++++ Material for this task ++++

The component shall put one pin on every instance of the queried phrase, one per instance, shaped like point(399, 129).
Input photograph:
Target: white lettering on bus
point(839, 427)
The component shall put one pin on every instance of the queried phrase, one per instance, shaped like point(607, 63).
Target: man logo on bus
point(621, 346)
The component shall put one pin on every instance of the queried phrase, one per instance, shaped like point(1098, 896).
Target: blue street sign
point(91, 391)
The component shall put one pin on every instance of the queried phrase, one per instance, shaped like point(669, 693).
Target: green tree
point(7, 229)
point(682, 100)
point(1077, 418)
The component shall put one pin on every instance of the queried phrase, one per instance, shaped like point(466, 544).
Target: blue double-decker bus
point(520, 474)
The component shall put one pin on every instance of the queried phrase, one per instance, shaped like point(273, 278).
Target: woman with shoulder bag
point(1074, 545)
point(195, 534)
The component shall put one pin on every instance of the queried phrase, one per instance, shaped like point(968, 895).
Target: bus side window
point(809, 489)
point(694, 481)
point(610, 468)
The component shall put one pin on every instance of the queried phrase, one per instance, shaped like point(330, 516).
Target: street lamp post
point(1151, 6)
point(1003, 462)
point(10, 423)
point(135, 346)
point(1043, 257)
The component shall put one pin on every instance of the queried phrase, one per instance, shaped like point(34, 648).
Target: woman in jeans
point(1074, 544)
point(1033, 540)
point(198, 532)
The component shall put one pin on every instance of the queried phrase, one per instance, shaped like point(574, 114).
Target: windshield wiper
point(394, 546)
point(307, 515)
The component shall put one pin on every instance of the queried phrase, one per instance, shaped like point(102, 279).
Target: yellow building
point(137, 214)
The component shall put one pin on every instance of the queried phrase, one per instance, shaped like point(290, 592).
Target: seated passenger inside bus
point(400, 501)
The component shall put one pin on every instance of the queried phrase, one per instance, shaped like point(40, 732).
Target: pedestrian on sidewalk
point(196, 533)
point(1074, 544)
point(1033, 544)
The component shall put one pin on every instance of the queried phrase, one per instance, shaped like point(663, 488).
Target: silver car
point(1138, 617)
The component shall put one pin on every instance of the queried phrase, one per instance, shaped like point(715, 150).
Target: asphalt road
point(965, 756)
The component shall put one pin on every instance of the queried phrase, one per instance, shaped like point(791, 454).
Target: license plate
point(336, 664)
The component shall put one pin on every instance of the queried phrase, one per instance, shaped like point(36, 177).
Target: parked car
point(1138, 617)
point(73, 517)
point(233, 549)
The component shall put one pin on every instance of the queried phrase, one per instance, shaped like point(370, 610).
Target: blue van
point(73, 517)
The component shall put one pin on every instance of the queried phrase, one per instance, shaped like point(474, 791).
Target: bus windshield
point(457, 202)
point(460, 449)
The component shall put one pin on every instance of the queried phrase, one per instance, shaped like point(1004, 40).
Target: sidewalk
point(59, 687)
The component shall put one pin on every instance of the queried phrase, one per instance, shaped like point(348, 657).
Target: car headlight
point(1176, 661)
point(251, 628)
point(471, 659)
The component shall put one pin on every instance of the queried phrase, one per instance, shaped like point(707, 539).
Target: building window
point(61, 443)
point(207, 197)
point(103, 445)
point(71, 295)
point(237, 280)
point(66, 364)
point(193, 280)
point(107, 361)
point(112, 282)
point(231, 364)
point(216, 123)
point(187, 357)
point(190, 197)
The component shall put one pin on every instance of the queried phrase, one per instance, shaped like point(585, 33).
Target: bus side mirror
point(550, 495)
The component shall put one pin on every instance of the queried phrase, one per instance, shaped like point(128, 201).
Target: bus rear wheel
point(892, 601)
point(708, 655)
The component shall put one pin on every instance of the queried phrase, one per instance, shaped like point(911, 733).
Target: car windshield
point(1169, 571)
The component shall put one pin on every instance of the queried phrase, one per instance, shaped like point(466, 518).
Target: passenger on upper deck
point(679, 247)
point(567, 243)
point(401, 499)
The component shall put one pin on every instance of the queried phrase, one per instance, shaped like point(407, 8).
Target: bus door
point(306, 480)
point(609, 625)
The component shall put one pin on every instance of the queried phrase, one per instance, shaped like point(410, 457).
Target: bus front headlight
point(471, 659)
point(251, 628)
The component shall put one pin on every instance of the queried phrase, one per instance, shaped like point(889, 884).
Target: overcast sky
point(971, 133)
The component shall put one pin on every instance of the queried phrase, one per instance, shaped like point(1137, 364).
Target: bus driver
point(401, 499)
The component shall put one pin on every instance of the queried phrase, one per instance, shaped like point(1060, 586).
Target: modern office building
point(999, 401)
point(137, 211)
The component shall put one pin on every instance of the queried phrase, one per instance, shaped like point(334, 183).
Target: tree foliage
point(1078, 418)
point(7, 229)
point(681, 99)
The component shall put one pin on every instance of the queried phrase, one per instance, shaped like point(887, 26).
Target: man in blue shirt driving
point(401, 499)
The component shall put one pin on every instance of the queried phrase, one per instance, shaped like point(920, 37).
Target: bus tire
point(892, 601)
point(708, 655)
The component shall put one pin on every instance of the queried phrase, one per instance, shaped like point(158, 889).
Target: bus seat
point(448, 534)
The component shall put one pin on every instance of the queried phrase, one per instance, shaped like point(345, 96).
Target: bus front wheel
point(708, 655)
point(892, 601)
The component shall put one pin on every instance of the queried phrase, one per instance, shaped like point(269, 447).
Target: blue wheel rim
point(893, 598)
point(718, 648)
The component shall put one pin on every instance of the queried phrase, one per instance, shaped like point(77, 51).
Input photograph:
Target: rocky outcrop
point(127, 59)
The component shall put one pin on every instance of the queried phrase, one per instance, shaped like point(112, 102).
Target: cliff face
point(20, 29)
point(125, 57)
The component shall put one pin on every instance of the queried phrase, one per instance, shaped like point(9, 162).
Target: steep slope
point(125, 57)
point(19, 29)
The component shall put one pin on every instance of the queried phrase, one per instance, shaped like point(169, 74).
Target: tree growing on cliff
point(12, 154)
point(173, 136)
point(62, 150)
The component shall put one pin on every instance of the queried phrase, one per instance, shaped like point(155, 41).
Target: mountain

++++

Set task:
Can you reproduce all of the data above verbatim, with every line unchanged?

Output for this task:
The component shall put one pin on every instance of the queried phrase, one per instance, shaped like point(399, 129).
Input photograph:
Target: white lettering on bus
point(839, 427)
The component shall put one pin on every instance of the queried phrase, one per instance, shaped like point(607, 63).
Target: man logo on bus
point(621, 346)
The component shall put one pin on every instance of the queried phrase, one per instance, shaped like point(1098, 896).
Target: blue street sign
point(91, 391)
The component shall put one pin on every instance of the queried phrase, one per instance, shaped like point(669, 693).
Target: green tree
point(7, 229)
point(682, 100)
point(1077, 418)
The component shall put one pin on every instance of the queried phrase, one per instance, shaped like point(466, 544).
Target: blue double-decker bus
point(520, 474)
The component shall put one pin on every instance of the queried phrase, one per instance, shaped like point(273, 278).
Target: woman with shoulder bag
point(1074, 545)
point(195, 534)
The component shall put one pin on every instance of the queried phrase, one per instance, shaped like point(968, 895).
Target: bus side window
point(809, 489)
point(694, 481)
point(610, 468)
The component shall put one pin on every instance of the queried phrase, one per instance, shaped like point(330, 516).
Target: street lamp post
point(1151, 6)
point(1003, 462)
point(10, 423)
point(135, 346)
point(1043, 257)
The component shall put one pin on every instance of the queried phrase, one per instance, shaped like point(34, 648).
Target: woman in jeans
point(1074, 544)
point(1033, 540)
point(198, 532)
The component shall put one pin on every instance of the queried phrase, one per instance, shaped like point(574, 114).
Target: windshield wiper
point(394, 546)
point(307, 515)
The component shall put one pin on every instance of the queried phrase, one per instance, shaped like point(102, 279).
Target: yellow building
point(137, 214)
The component shall put one pin on every instance of the queried phrase, one per instance, shaped like point(290, 592).
Target: seated passenger inside bus
point(400, 501)
The component shall put one pin on every instance of the queried phrase, one per instance, shaped like point(40, 732).
Target: pedestrian on sidewalk
point(196, 533)
point(1074, 544)
point(1033, 544)
The component shall put one pin on every instance of the queried phrase, one per instance, shaped like point(663, 488).
Target: silver car
point(1138, 617)
The component shall put one pin on every instance of the queried phrase, one per instance, shaped like point(715, 150).
Target: asphalt road
point(965, 756)
The component shall put one pin on every instance of the queried phrase, one per instance, shaped like point(791, 454).
Target: license plate
point(336, 664)
The component shall put one pin on every instance of the queried phrase, one per instance, shaped like point(36, 177).
Target: parked car
point(1138, 617)
point(73, 517)
point(233, 549)
The component shall put one pin on every instance of the queried phrase, one per instance, shaped like point(370, 610).
Target: blue van
point(73, 517)
The component shall put one pin on every instance of the queried phrase, one per instance, shaped like point(474, 791).
Target: bus windshield
point(457, 202)
point(460, 449)
The component shall put one pin on every instance of the queried phrase, one per instance, shaped like point(1004, 40).
Target: sidewalk
point(59, 687)
The component shall put one pin on every instance of the queried phrase, one per instance, shaped like point(348, 657).
Target: car headlight
point(1176, 661)
point(251, 628)
point(471, 659)
The component shall put one pin on every instance of the queried phrase, one per instance, shaped like point(707, 539).
Target: building window
point(61, 443)
point(207, 197)
point(103, 445)
point(71, 295)
point(237, 280)
point(66, 364)
point(193, 280)
point(107, 361)
point(112, 282)
point(231, 364)
point(216, 123)
point(187, 357)
point(190, 197)
The component shall put one pin on every instance of the queried phrase, one per instance, shaped like point(585, 33).
Target: bus side mirror
point(550, 495)
The component shall put one pin on every instance of the queried phrase, one per instance, shaped like point(128, 201).
Target: bus rear wheel
point(892, 601)
point(708, 655)
The component shall put one pin on every instance of the queried phrase, one per instance, shaped like point(911, 733).
Target: car windshield
point(1169, 571)
The component shall put one pin on every instance of the queried phrase, one per instance, shaped like point(466, 518).
Target: passenger on upper deck
point(679, 247)
point(567, 243)
point(401, 499)
The component shall put one pin on every instance of the queried phrase, one per instance, shaped like point(407, 8).
Target: bus door
point(306, 480)
point(609, 625)
The component shall put one pin on every instance of the queried phrase, one per instance, shaped like point(410, 457).
Target: bus front headlight
point(471, 659)
point(251, 628)
The component shall put one pin on every instance of the queried phrase, one per instance, shaped like point(889, 884).
Target: overcast sky
point(971, 133)
The component shall put one pin on every instance of the queried phrase, one per instance, shaped like point(1137, 364).
Target: bus driver
point(401, 499)
The component shall put one pin on every instance of the queried phrase, one per instance, shaped like point(1060, 586).
Target: modern office building
point(999, 401)
point(137, 211)
The component shall put one pin on every instance of the queried phrase, one per instance, shaped like point(334, 183).
Target: tree foliage
point(1078, 418)
point(7, 229)
point(681, 99)
The component shall put one pin on every instance of the queried phrase, one per instance, shaped like point(887, 26).
Target: man in blue shirt driving
point(401, 499)
The component shall put one pin on every instance of the queried phrase, one per instance, shaped like point(920, 37).
Target: bus tire
point(892, 601)
point(708, 655)
The component shall put one pin on every instance of the queried phrase, one per instance, shaped like point(158, 889).
Target: bus seat
point(448, 534)
The component shall put one pin on every instance of the queried phrase, one per instance, shaped like point(345, 96).
Target: bus front wheel
point(708, 655)
point(892, 601)
The component shall put one pin on every instance of the queried phrase, one per instance, shaped like point(269, 447).
Target: blue wheel rim
point(893, 598)
point(718, 648)
The component shall put one pin on every instance of the queried phrase, one per instance, shaped like point(77, 51).
Input photograph:
Target: rocky outcrop
point(127, 59)
The component shall put one pin on every instance of the queried phrase, one per instance, shaped like point(112, 102).
Target: cliff face
point(20, 29)
point(125, 57)
The component shall put one pin on every instance of the queried phrase, one per instance, shaped like point(9, 162).
Target: steep slope
point(125, 57)
point(19, 29)
The component shall put one pin on every instance of the queried phrase, one per instance, shaped like point(169, 74).
Target: tree growing on cliff
point(12, 154)
point(173, 136)
point(62, 150)
The component shall put one pin on every instance of the queried phrase, one per instance, shaped like point(155, 41).
Target: mountain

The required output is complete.